[Point placement entries]

== == ==

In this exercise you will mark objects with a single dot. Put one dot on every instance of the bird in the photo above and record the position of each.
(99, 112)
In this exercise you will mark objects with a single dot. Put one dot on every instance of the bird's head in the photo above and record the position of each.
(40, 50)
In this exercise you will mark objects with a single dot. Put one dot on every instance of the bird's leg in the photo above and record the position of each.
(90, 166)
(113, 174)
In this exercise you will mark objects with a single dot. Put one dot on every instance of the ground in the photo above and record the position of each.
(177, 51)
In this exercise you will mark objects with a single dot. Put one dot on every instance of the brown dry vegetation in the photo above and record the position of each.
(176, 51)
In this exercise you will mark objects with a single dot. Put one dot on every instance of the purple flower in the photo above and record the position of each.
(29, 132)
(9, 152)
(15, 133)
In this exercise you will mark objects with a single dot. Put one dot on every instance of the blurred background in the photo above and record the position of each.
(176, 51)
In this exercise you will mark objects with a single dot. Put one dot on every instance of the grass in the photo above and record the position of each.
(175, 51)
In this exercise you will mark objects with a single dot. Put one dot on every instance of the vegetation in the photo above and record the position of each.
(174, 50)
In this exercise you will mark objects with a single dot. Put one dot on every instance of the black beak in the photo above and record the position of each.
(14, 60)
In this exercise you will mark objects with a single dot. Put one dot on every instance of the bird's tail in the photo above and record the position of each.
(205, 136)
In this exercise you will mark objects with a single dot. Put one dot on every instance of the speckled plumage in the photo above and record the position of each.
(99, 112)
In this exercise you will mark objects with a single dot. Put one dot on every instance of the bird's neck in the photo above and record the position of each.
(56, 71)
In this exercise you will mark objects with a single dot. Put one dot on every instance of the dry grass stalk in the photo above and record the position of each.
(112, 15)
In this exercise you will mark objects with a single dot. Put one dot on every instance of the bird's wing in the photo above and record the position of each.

== == ==

*TASK REQUIREMENTS:*
Reproduce all of the entries above, word for word.

*SOLVED PROBLEM:*
In this exercise you will mark objects with a single dot. Put one dot on every instance of the bird in the photo above and record the position of each.
(99, 112)
In this exercise you will mark objects with a single dot. Put one dot on every instance of the bird's head in the photo above and record the position of each.
(40, 50)
In this exercise you will mark objects with a single dot. Put one dot on every instance of the bird's leg in the photo above and record the position of each.
(90, 166)
(113, 174)
In this exercise you will mark objects with a single dot. Put one dot on every instance of the ground in the photo above and record the position of each.
(177, 51)
In this exercise you will mark objects with a single dot. Put one dot on every instance of the brown dry vegetation in the photo above and record the position of each.
(176, 51)
In this exercise you will mark objects with a single dot. Put one dot on every instance of the purple flower in the photo above and record the position of each.
(29, 132)
(9, 152)
(15, 133)
In this exercise you will mark objects with a single dot. Put one dot on every instance of the blurred background in the photo above and record the position of each.
(176, 51)
In this exercise you will mark objects with a single dot. Put one dot on every instance of the grass in the photo above and record the position of each.
(175, 51)
In this exercise you will mark objects with a single dot. Put one dot on every instance of the vegetation in the photo above and record the position of each.
(174, 50)
In this exercise you will mark objects with a single dot. Put one dot on every instance of the black beak in the photo above and record the position of each.
(14, 60)
In this exercise you will mark objects with a single dot. Put one dot on every instance of the bird's tail in the photo above and record the position of each.
(205, 136)
In this exercise you will mark objects with a single dot. Put one dot on every instance of the speckled plumage in the photo above and record the position of each.
(99, 112)
In this exercise you will mark objects with a single dot. Put one dot on every instance of the bird's neck in the photo above and record the position of each.
(56, 71)
In this exercise you will mark objects with a single dot. Put one dot on every instance of the dry grass stalk in the photo above and record the position of each.
(112, 15)
In this exercise you will mark objects with a single dot. Put one dot on every instance of the bird's wing in the photo above and record the position of each.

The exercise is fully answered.